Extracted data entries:
######

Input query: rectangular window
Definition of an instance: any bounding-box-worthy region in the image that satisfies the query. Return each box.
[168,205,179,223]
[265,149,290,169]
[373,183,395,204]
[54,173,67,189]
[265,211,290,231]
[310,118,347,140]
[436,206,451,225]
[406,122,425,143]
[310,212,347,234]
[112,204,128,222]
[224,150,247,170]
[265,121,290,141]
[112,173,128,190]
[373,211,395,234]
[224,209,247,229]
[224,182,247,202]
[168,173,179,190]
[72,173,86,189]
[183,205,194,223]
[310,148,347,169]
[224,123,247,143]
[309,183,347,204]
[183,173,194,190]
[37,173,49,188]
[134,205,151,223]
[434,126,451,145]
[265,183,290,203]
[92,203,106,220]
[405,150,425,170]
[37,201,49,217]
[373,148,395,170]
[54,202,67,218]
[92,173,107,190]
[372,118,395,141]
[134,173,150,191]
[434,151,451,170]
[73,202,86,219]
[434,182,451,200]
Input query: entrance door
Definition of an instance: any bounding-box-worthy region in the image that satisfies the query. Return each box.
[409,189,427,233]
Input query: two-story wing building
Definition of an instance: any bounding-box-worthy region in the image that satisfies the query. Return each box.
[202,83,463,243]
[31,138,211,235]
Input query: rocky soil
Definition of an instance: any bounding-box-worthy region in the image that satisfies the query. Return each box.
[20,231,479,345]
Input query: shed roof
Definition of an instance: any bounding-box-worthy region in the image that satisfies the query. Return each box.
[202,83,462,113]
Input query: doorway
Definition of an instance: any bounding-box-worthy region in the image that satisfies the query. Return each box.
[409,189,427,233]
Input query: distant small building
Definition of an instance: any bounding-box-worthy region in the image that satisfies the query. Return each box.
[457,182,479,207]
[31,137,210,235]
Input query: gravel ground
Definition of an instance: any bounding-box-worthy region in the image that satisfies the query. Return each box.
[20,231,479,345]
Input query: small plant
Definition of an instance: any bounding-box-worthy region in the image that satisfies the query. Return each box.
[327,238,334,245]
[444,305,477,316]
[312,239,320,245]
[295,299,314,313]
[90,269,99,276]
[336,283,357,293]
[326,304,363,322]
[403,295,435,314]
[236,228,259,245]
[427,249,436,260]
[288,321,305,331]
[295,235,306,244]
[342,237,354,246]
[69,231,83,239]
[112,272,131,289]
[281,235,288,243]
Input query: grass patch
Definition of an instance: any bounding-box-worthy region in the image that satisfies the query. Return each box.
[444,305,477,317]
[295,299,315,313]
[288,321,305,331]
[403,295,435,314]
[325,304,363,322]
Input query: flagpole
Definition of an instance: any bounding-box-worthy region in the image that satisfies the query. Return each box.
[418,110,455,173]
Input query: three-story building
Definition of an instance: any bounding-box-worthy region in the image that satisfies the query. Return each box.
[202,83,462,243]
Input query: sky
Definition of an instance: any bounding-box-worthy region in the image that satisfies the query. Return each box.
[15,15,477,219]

######

_Problem statement_
Repeat every line exactly, starting with the first line of the entries, and stop once the line containing "Input query: two-story wing building" has been given.

_Response to the task_
Input query: rectangular window
Definition of an instance: any bounding-box-worthy region in the image that satisfies the query. Return each box.
[168,205,179,223]
[265,149,290,169]
[373,183,395,204]
[54,173,67,189]
[265,211,290,231]
[310,118,347,140]
[436,206,451,225]
[406,122,425,143]
[310,212,347,234]
[112,204,128,222]
[224,150,247,170]
[265,121,290,141]
[112,173,128,190]
[373,211,395,234]
[224,209,247,229]
[224,182,247,202]
[168,173,179,190]
[72,173,86,189]
[183,205,194,223]
[310,148,347,169]
[224,123,247,143]
[309,183,347,204]
[183,173,194,190]
[37,173,49,188]
[134,205,151,223]
[434,126,451,145]
[265,183,290,203]
[92,203,106,220]
[405,150,425,170]
[37,201,49,217]
[373,148,395,170]
[54,202,67,218]
[92,173,107,190]
[372,118,395,141]
[134,173,150,191]
[434,151,451,170]
[73,202,86,219]
[434,182,451,200]
Input query: entrance door
Definition of an instance: any bounding-box-worthy region in the image that satisfies the query. Return each box.
[409,189,427,233]
Input query: two-story wing building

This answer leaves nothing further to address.